Exercise
Return only how many lines in the data include the string "below".

Available data
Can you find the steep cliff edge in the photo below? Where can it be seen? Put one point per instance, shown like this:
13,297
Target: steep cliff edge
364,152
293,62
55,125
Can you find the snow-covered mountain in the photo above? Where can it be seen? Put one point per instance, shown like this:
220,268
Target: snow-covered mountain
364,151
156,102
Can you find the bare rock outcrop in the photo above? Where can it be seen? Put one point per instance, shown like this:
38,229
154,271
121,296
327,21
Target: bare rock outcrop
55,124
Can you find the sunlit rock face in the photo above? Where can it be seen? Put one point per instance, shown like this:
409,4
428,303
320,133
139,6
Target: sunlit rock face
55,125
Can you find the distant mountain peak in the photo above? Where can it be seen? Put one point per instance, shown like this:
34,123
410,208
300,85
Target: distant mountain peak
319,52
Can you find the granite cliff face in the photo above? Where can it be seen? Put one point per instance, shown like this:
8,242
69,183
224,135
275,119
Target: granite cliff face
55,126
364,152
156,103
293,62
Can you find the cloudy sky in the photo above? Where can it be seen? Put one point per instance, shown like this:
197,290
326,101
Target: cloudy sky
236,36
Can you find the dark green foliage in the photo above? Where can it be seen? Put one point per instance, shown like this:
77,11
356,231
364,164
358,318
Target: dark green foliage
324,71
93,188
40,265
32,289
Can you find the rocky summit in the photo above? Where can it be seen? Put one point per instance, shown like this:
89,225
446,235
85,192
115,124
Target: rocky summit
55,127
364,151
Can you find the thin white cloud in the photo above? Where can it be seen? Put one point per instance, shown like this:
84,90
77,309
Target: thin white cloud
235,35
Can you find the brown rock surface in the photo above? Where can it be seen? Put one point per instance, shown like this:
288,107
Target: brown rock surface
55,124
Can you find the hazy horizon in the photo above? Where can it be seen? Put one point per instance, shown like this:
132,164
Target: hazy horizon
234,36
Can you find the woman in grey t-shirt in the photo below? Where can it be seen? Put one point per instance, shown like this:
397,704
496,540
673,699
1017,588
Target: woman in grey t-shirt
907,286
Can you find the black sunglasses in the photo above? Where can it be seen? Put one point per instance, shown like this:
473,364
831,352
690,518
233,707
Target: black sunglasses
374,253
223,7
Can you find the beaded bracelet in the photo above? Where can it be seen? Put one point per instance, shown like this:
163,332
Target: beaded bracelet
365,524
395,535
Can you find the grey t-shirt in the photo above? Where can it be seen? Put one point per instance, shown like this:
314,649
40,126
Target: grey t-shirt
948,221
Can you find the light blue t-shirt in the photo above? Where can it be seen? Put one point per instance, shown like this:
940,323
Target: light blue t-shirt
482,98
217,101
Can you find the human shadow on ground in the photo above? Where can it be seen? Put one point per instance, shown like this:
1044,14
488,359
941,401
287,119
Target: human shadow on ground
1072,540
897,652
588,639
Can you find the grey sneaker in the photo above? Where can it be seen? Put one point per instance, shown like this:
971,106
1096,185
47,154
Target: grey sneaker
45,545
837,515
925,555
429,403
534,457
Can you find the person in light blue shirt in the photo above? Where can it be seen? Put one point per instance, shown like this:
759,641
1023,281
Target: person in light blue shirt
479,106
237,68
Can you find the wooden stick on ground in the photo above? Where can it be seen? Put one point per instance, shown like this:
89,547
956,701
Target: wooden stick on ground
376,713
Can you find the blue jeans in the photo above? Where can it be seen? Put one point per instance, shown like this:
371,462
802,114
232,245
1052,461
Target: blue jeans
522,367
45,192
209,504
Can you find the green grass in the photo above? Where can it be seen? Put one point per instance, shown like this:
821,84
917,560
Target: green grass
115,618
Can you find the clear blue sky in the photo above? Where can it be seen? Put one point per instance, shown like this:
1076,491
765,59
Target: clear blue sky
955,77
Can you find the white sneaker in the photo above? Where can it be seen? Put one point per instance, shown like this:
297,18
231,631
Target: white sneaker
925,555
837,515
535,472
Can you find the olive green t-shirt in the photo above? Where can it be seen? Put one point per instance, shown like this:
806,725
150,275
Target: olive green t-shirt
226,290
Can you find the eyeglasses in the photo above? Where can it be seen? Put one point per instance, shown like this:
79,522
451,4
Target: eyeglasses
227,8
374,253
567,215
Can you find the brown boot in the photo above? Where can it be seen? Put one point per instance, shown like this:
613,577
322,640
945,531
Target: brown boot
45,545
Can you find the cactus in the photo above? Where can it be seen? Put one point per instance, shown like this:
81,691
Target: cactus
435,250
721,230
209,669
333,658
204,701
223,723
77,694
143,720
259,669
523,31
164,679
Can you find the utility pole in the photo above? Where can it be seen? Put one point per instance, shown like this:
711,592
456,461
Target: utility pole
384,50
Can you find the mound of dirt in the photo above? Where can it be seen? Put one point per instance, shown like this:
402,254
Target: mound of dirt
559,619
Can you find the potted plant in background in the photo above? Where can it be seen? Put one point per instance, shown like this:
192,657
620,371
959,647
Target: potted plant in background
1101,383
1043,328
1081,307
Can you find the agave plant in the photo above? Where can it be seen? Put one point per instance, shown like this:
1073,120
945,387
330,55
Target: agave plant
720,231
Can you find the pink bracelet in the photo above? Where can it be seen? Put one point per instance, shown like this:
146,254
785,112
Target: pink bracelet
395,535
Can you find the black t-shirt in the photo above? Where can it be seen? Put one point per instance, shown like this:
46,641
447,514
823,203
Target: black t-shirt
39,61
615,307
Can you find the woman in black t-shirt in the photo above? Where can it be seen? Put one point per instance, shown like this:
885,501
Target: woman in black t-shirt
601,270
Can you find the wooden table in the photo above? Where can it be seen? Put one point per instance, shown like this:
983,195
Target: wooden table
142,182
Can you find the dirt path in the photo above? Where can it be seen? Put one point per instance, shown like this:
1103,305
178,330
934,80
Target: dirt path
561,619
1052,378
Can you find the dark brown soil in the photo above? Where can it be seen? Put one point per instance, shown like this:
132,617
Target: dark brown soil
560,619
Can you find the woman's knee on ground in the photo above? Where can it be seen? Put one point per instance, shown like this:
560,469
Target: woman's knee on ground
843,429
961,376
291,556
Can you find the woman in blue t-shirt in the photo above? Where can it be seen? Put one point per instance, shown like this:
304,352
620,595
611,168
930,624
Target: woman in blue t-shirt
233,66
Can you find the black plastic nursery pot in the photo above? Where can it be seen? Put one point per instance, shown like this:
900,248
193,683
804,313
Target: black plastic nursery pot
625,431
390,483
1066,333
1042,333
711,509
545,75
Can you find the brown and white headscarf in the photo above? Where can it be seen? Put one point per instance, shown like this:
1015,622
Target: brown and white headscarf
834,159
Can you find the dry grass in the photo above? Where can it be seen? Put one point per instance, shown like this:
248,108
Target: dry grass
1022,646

Finished exercise
2